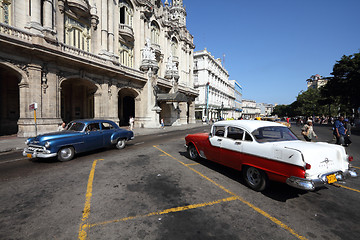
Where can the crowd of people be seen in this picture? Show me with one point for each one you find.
(341, 130)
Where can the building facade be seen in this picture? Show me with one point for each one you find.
(216, 93)
(238, 99)
(109, 59)
(250, 110)
(265, 109)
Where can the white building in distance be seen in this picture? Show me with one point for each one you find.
(316, 81)
(216, 98)
(250, 110)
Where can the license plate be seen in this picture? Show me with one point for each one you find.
(331, 178)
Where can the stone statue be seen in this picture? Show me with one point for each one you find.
(148, 53)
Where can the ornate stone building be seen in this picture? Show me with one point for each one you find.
(108, 59)
(216, 93)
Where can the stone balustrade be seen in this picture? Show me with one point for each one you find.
(15, 32)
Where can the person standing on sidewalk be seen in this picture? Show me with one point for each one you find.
(131, 123)
(347, 126)
(340, 131)
(308, 131)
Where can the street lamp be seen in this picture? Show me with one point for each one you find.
(222, 107)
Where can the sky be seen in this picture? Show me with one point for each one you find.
(272, 46)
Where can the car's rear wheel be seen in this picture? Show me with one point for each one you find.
(66, 154)
(255, 178)
(192, 151)
(120, 143)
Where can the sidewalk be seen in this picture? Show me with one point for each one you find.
(14, 143)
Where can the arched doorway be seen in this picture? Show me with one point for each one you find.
(126, 105)
(77, 99)
(9, 101)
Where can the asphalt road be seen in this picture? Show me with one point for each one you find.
(152, 190)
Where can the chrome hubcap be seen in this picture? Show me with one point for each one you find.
(253, 175)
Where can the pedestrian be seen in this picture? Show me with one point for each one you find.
(340, 131)
(308, 131)
(62, 127)
(131, 123)
(347, 126)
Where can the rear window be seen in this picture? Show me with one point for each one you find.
(273, 134)
(76, 126)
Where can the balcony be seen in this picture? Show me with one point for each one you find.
(176, 60)
(126, 32)
(157, 49)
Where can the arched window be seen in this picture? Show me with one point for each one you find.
(126, 13)
(155, 33)
(126, 54)
(174, 47)
(5, 11)
(77, 34)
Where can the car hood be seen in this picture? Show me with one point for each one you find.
(54, 135)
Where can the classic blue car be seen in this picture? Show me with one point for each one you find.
(79, 136)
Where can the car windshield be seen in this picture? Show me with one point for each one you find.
(273, 134)
(76, 126)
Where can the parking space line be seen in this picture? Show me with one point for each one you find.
(192, 164)
(352, 189)
(265, 214)
(166, 211)
(14, 160)
(84, 226)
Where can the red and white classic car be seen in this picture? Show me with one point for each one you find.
(266, 151)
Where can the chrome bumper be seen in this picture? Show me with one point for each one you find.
(312, 184)
(35, 154)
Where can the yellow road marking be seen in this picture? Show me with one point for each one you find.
(86, 213)
(192, 164)
(166, 211)
(352, 189)
(265, 214)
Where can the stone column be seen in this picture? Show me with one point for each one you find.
(111, 8)
(35, 17)
(98, 104)
(29, 93)
(183, 113)
(113, 103)
(104, 27)
(59, 24)
(47, 14)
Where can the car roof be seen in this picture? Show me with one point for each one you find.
(249, 125)
(85, 121)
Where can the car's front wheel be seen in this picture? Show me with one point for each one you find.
(255, 178)
(120, 143)
(66, 154)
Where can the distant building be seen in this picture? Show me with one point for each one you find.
(238, 100)
(316, 81)
(216, 93)
(265, 109)
(95, 59)
(250, 110)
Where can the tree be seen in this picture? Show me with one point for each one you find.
(343, 88)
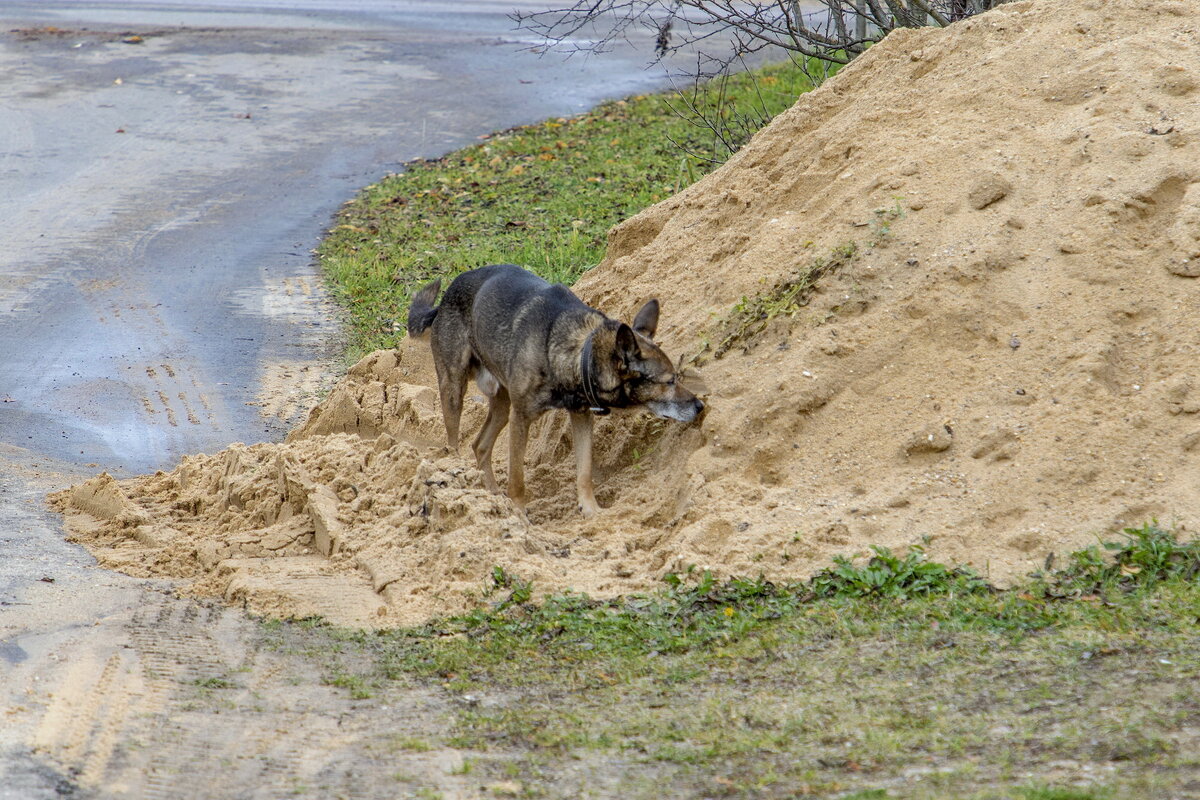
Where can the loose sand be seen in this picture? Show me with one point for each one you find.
(1009, 366)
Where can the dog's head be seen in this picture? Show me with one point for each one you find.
(645, 373)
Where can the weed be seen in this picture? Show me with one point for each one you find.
(750, 317)
(215, 681)
(1147, 555)
(1059, 793)
(886, 575)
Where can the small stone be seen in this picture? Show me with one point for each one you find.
(1187, 268)
(988, 190)
(930, 439)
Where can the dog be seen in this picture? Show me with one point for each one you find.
(533, 347)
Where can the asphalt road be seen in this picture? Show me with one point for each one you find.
(159, 203)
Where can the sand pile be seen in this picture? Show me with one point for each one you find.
(1006, 361)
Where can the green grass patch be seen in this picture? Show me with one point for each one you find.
(541, 196)
(919, 681)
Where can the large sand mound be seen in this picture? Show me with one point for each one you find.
(1008, 364)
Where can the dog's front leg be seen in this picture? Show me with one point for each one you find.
(581, 439)
(519, 435)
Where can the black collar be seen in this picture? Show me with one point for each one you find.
(587, 377)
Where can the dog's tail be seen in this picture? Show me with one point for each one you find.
(423, 311)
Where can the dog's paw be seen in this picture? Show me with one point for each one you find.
(588, 509)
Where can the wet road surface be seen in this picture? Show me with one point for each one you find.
(160, 199)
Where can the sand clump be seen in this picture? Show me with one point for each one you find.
(1006, 365)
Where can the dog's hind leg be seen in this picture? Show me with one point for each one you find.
(453, 361)
(497, 417)
(451, 388)
(581, 440)
(519, 435)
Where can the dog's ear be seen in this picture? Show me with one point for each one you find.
(627, 349)
(647, 320)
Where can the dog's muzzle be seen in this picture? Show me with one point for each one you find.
(684, 411)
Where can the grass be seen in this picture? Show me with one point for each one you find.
(541, 196)
(885, 675)
(923, 683)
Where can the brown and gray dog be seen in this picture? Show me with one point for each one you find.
(533, 347)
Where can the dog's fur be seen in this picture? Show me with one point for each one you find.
(533, 347)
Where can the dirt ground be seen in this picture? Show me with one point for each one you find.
(1000, 359)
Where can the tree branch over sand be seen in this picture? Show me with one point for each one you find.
(832, 31)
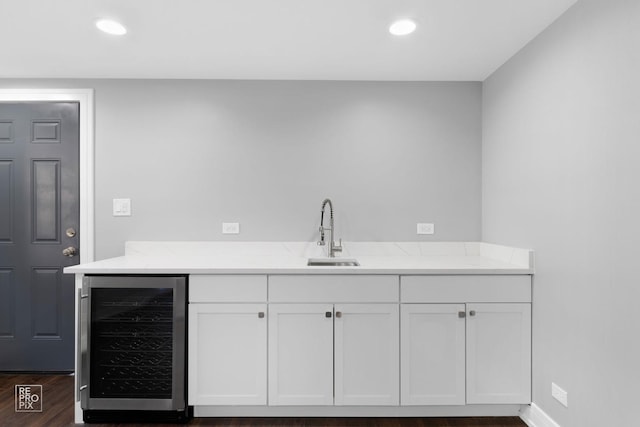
* * *
WRITTEN EXERCISE:
Pull out every line in the records that contains the word "arched", copying each line in full. Match case exactly.

OUTPUT OF THE TASK:
Where can the arched doorway be seen in this picture? Show me with one point for each one you find.
Where can the arched window be seen in this picture? Show me with one point for each one you find.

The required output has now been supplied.